For Sarah, who lives on the West Coast, the ability to help a Jewish couple have a Jewish family has been rewarding.
She did not even know what egg donation was until a few years ago, when a frequent customer of her jewelry business began asking her lots of questions about her family history, and eventually told her that she could not have children, and that she wanted to use Sarah’s eggs.
“I didn’t even know what that meant,” Sarah said. “I said, ‘No,’ but then I began talking to my friend, who told me about the whole thing, and about A Jewish Blessing, where the eggs only go to Jewish families. I thought that seemed like a good thing to do.”
“It’s not because I am racist, but it is important to me that my eggs only go to Jewish families because I just didn’t want my genes to not go to my own people,” she continued. “I thought this was a great process to help people. And it’s easy, but you have to clear your schedule for three weeks.”
Potential donors must be healthy women “of proportionate height and weight (with a BMI under 30),” according to A Jewish Blessing’s website. They must be between the ages of 20 and 32 and of Jewish ancestry, either from their maternal or their paternal side, or both, and they must provide a detailed family health history. Upon receipt of a completed application, information is reviewed in detail by a reproductive endocrinology nurse, a geneticist and a physician.

-- What this exercise asks --
A. Answer these questions from the egg donation passage:
(i) What kind of business does Sarah run?
(ii) For how long does Sarah say a donor has to clear her schedule?
(iii) Between what ages must a potential donor be?
B. Carry the egg donation passage forward from its final sentence.

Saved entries
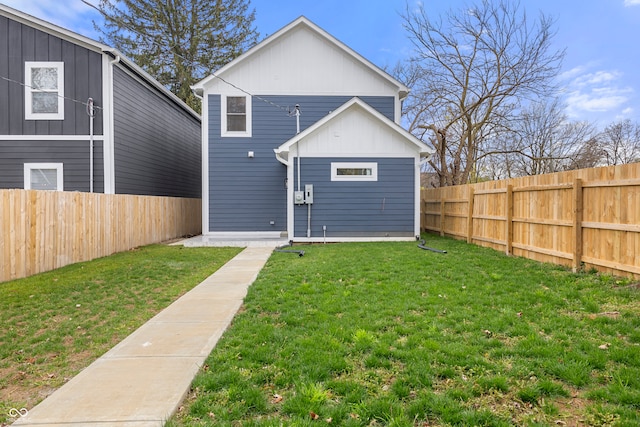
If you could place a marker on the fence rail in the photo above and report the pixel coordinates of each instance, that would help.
(44, 230)
(588, 218)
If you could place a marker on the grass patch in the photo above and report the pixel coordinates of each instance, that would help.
(386, 334)
(56, 323)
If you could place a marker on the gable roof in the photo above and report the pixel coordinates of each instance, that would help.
(282, 152)
(302, 22)
(93, 45)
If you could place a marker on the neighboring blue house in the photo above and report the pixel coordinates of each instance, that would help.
(145, 140)
(351, 173)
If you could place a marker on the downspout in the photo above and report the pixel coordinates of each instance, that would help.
(92, 113)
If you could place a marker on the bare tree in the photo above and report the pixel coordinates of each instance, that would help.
(621, 143)
(179, 41)
(546, 141)
(470, 73)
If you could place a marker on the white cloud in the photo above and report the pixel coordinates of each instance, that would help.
(594, 91)
(74, 15)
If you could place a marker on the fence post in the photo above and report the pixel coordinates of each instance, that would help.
(577, 224)
(441, 214)
(470, 215)
(509, 223)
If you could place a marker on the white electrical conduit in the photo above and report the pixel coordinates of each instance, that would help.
(92, 113)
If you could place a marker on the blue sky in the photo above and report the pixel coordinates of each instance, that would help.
(600, 74)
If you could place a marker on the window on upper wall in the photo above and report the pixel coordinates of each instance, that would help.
(354, 171)
(44, 90)
(236, 116)
(43, 176)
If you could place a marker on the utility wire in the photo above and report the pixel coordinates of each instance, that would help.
(86, 104)
(195, 63)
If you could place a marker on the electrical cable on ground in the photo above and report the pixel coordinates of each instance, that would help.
(288, 245)
(422, 246)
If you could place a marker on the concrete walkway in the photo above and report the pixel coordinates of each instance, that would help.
(141, 381)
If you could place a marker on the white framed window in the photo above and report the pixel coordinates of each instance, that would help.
(236, 116)
(44, 90)
(354, 171)
(43, 176)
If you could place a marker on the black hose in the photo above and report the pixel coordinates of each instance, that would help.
(288, 245)
(422, 246)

-- Answers to the exercise --
A.
(i) A jewelry business.
(ii) Three weeks.
(iii) Between 20 and 32.

B.
Once matched with a family, a potential donor is further screened to determine if she is likely to be a good candidate; one who can produce enough healthy eggs for a successful donation cycle and whose cycle, ideally, results in a pregnancy for the family.
Egg donors typically receive $8,000 in compensation.
Sarah has now donated eggs on five separate occasions, and has helped Jewish families in Seattle, Texas, Los Angeles, New York and Miami.
While she has not met any of the recipient families, she did ask to see a photo of Hannah’s children. That photo was exchanged through Weiss.
“The mom was so happy to share the photo,” Sarah said. “And seeing it warmed my heart.”
Hannah said she was more than happy to share the photo with Sarah, although she and Nathan declined to meet her in person.
“For some people, it’s so hard to have kids,” said Sarah, who is now 28. “I’m not ready for babies myself. And I don’t think of it like I gave my baby to someone. I just helped someone have her own baby.”
A Jewish Blessing’s team is familiar with Jewish law governing egg donation and surrogacy, said Weiss, who was raised in an Orthodox home, and was educated at a yeshiva.
“A lot of the work we are doing has confusing halachic implications,” she explained. “We help the families access the resources they need. And we work a lot with the PUAH Institute in Israel, that does work with halacha and infertility.”
Weiss and her team carefully track the children that are born with the help of A Jewish Blessing, in order to avoid the risk of consanguinity, she said.
The organization is nearing its “180 baby mark,” Weiss noted. “And there is something beautiful about that.”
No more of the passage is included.